--- Direction ---
Please repeat the items below from the line with "pine tree and provide bounding boxes." to the line with "[0,309,913,895]", including both of those lines, reproducing each line word for word.

--- Data to use ---

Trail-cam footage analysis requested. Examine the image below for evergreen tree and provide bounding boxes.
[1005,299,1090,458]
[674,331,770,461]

==

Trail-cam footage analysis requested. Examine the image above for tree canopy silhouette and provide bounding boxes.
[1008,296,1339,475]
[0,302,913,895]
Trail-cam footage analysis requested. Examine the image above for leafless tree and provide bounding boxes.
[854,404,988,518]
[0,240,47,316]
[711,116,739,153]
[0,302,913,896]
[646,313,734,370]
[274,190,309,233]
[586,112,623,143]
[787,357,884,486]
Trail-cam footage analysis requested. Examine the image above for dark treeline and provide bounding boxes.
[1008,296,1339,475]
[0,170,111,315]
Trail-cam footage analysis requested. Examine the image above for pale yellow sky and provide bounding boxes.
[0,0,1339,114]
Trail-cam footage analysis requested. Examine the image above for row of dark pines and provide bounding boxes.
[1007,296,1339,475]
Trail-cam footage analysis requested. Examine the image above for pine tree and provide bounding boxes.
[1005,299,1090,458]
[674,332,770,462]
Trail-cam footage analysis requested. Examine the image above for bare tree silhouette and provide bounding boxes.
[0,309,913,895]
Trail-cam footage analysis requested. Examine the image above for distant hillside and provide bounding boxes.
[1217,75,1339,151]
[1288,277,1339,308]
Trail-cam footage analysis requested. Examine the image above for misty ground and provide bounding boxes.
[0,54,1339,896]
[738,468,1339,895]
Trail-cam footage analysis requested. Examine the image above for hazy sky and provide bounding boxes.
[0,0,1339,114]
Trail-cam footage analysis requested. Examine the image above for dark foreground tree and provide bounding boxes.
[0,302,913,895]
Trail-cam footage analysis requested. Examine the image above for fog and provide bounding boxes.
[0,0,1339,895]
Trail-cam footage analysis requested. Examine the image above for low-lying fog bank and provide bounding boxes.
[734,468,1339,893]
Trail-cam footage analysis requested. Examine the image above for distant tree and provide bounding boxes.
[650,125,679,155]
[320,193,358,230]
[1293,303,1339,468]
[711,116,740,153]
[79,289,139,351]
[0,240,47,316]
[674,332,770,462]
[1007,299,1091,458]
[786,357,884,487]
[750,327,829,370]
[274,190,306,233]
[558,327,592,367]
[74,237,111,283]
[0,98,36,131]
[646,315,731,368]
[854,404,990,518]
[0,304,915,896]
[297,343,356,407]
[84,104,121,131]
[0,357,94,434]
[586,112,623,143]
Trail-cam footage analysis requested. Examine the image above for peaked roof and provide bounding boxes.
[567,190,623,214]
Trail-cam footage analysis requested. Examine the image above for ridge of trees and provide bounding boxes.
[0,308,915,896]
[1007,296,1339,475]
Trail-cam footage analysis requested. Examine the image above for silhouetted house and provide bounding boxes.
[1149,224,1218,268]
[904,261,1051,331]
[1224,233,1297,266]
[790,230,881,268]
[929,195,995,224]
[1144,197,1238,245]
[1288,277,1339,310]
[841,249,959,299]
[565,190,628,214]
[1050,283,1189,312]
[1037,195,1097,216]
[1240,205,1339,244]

* * *

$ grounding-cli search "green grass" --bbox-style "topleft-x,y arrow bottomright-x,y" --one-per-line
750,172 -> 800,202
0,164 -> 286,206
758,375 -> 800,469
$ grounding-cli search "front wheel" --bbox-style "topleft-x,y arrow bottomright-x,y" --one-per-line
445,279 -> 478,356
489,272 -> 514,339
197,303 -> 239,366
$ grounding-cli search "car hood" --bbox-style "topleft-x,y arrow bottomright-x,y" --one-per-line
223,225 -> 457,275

--- The completed task ---
Trail-cam footage analysis requested. Examine the image above for pine tree and provide bounding boxes.
[1005,299,1090,458]
[674,332,770,462]
Trail-cam footage analysis requested. Examine the image above for bare tree silhouette and provide bounding boxes.
[0,309,913,895]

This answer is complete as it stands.